[Stored records]
Start of Block
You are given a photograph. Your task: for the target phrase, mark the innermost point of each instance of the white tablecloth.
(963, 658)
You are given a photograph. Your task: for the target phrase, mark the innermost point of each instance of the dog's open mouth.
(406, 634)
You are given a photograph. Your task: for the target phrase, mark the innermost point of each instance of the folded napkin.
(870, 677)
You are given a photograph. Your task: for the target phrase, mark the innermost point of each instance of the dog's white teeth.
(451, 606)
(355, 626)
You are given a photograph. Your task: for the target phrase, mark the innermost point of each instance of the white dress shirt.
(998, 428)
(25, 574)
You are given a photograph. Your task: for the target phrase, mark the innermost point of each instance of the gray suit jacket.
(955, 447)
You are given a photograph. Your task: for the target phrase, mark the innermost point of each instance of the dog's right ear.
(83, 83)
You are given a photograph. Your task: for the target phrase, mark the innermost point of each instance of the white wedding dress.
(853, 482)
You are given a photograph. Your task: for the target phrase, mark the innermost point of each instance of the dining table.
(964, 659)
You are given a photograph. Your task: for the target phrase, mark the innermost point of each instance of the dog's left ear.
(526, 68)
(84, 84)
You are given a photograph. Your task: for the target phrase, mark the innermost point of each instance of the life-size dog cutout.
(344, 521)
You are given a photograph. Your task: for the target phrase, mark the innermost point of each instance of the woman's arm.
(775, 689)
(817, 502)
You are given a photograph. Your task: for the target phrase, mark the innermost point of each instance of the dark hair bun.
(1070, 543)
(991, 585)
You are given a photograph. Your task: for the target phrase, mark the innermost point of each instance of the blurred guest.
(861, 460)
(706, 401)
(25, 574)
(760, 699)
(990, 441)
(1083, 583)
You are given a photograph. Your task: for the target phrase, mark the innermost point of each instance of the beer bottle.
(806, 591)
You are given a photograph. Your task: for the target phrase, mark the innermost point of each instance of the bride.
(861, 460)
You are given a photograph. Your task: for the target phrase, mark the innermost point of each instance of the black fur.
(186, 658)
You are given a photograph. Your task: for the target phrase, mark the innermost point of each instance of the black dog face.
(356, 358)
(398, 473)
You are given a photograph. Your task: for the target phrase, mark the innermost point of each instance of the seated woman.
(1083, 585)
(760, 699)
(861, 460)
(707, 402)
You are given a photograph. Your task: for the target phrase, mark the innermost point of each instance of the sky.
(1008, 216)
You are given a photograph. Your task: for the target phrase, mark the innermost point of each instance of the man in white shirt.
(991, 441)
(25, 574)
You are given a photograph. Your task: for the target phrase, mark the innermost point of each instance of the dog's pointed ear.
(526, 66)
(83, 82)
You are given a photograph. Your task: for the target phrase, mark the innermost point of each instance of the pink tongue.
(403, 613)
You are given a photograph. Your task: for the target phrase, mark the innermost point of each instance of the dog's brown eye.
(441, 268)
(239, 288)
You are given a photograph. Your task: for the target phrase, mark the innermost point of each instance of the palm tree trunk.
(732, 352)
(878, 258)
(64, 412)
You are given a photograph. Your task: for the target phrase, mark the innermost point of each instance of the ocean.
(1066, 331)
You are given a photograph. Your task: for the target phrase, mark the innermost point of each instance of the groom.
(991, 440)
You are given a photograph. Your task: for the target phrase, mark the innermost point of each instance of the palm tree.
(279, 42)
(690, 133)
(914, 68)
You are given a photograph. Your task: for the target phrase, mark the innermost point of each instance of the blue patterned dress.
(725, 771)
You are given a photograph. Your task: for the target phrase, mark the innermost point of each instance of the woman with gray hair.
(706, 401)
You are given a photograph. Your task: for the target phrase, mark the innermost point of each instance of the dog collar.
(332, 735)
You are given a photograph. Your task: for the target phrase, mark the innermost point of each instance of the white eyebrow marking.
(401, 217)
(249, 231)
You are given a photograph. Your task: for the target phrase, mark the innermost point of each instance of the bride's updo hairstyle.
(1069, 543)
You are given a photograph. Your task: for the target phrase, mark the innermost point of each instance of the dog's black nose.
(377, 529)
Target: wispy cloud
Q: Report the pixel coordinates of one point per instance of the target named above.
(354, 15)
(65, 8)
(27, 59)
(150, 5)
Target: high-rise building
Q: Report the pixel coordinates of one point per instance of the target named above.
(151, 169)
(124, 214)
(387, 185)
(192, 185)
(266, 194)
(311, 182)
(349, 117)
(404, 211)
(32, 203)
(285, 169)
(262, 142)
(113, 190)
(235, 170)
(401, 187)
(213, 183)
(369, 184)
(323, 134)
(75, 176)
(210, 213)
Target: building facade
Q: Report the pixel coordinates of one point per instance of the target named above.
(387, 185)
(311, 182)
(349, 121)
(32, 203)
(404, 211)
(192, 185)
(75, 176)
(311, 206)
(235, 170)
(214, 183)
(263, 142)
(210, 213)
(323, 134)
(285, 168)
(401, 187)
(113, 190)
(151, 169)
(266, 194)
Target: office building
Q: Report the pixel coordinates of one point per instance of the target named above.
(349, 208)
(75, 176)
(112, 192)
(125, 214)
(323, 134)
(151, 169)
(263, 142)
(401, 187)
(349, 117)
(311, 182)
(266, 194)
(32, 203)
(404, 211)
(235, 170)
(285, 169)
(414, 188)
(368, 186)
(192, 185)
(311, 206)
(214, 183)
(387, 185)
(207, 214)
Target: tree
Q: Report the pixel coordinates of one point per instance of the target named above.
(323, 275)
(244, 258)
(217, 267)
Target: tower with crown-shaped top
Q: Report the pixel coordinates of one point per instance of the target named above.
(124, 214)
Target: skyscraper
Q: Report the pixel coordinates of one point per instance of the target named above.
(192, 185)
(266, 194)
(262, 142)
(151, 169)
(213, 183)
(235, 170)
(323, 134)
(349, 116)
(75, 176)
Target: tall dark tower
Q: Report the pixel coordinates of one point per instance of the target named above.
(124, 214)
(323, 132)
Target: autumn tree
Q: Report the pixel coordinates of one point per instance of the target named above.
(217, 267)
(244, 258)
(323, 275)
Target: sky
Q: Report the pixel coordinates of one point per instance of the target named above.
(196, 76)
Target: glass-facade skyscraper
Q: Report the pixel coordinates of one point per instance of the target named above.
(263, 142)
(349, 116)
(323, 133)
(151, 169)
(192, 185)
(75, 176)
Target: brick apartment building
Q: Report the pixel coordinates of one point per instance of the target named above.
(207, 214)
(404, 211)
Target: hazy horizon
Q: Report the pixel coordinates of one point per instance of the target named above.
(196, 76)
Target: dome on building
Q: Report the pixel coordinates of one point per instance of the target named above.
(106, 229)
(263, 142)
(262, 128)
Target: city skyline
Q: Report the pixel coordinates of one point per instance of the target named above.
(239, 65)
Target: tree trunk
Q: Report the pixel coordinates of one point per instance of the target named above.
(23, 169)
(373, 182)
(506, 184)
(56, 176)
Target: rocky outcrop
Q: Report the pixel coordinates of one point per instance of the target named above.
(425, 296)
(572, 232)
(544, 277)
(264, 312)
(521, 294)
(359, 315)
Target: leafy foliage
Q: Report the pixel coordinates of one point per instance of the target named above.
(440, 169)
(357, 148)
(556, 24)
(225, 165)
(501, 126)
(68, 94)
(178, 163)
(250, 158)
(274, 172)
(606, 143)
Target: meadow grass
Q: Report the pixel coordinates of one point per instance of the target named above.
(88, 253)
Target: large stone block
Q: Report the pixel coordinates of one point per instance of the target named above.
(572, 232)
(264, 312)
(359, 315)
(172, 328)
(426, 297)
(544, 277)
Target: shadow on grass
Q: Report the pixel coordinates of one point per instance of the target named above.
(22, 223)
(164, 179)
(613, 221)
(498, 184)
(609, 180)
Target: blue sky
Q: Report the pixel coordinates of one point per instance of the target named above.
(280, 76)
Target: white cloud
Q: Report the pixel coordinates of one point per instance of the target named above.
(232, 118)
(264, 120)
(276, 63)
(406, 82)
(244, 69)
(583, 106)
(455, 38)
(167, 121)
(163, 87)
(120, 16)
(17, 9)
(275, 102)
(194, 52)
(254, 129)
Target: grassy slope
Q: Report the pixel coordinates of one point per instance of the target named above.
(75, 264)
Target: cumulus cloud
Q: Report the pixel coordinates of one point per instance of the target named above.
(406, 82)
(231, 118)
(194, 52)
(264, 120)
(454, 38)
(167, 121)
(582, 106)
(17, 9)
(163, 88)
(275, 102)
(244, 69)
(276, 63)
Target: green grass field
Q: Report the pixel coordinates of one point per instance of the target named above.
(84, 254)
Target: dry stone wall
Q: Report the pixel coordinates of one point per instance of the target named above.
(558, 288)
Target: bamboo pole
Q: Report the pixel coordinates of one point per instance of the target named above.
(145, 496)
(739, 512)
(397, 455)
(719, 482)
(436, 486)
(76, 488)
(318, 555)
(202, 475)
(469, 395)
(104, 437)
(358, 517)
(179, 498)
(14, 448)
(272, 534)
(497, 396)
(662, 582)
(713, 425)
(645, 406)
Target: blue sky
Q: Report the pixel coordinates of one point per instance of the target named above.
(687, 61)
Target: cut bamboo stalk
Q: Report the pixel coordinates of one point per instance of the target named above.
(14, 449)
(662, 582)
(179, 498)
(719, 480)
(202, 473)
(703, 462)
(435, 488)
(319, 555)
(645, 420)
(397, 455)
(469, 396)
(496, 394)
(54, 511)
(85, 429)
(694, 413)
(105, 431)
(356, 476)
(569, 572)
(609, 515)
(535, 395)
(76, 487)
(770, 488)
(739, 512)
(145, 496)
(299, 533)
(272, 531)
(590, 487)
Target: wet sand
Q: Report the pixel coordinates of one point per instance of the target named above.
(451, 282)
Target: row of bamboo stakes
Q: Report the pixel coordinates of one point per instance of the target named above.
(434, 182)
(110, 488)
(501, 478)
End of Block
- THE PROBLEM: Search the entries for the word "bamboo" and gather every line where it appears.

- RESPONSE:
Target: bamboo pole
Target: cut bamboo stalk
Target: row of bamboo stakes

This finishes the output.